Prompt:
Swap "plant stem" for "flower stalk" in the stretch of records from the line containing "Each instance of the plant" through the line containing "[[441, 1169], [327, 239], [744, 308]]", and give back only those lines with everything else unchanged.

Provided records:

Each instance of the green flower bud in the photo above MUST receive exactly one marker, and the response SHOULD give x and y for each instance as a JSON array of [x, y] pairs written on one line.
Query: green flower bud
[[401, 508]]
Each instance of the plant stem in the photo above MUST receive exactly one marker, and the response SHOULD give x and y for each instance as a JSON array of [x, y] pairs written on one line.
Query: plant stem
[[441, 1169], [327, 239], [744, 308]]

---

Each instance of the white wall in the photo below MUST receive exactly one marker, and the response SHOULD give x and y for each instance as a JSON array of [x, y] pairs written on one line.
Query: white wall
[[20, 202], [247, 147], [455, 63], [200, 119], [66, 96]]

Reply:
Each instance of the flower stalk in the photo above MUST receive exactly one marker, and the response SHOULD give x and y for each instance as a JSON array of [x, y] pairs written on one line.
Query: flower stalk
[[441, 1169], [327, 239], [744, 308]]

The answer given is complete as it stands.